### WHAT THIS EXERCISE ASKS
(1) Translate the sentence "Here then is a crucial point: you cannot plan markets." from the post on PSE stock market accounts into Spanish.
(2) From the post on PSE stock market accounts, return the stretch from "I. As Part of" through "Active Accounts Plummeted!", word for word.

### SUPPLIED TEXT

Monday, June 19, 2023

Why PSE’s Share of Active Stock Market Accounts Dropped to 20% in 2022, The Role of Savings in the Stock Market

  

Here then is a crucial point: you cannot plan markets. By their very nature, you can only set people free so that they can interact and exchange, and thereby develop markets themselves. Similarly, several of the socialist countries, seeing the importance of the capital markets in the West, have been trying to develop stock exchanges, but with little success. First, again, because stock markets cannot be planned, and, second, because, as we will see further, you cannot have markets in titles to capital if there are still virtually no private owners of capital in existence—Murray N. Rothbard 

 

In this issue 

 

Why PSE’s Share of Active Stock Market Accounts Dropped to 20% in 2022, The Role of Savings in the Stock Market 

I. As Part of the Capital Market, the Role of the Stock Market is Economic 

II. How Stock Market Deficits Compound on the PSE’s Liquidity Predicament 

III. While the Growth of New Stock Market Accounts Slowed, the Share of Active Accounts Plummeted!

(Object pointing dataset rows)

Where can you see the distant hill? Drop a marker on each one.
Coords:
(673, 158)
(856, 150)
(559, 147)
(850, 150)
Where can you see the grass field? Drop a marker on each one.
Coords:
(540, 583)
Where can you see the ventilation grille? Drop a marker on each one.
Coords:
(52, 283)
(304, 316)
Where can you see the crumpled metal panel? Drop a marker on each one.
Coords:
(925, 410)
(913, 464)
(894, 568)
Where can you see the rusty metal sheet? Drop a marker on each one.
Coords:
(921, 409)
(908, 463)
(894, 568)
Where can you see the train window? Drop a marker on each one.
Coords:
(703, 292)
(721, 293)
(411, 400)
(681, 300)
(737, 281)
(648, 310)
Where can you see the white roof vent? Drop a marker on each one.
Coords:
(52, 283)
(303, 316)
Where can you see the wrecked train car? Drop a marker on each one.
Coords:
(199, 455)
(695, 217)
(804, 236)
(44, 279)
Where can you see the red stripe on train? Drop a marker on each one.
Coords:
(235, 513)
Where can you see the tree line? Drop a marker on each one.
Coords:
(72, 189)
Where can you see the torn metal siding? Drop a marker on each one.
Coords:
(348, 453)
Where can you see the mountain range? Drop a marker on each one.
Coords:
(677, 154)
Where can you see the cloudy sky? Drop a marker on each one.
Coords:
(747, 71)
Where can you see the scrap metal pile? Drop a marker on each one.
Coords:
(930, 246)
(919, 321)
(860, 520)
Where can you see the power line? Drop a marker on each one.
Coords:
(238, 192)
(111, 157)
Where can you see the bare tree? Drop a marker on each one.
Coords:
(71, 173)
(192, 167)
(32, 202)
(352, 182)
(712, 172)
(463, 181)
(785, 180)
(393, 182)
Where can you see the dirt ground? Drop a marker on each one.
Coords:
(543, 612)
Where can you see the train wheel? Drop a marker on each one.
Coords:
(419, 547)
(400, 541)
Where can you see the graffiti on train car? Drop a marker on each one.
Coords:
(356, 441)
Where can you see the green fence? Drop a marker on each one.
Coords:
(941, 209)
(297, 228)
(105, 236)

### RESPONSES
(1) He aquí, entonces, un punto crucial: no se pueden planificar los mercados.

(2)
I. As Part of the Capital Market, the Role of the Stock Market is Economic 

II. How Stock Market Deficits Compound on the PSE’s Liquidity Predicament 

III. While the Growth of New Stock Market Accounts Slowed, the Share of Active Accounts Plummeted!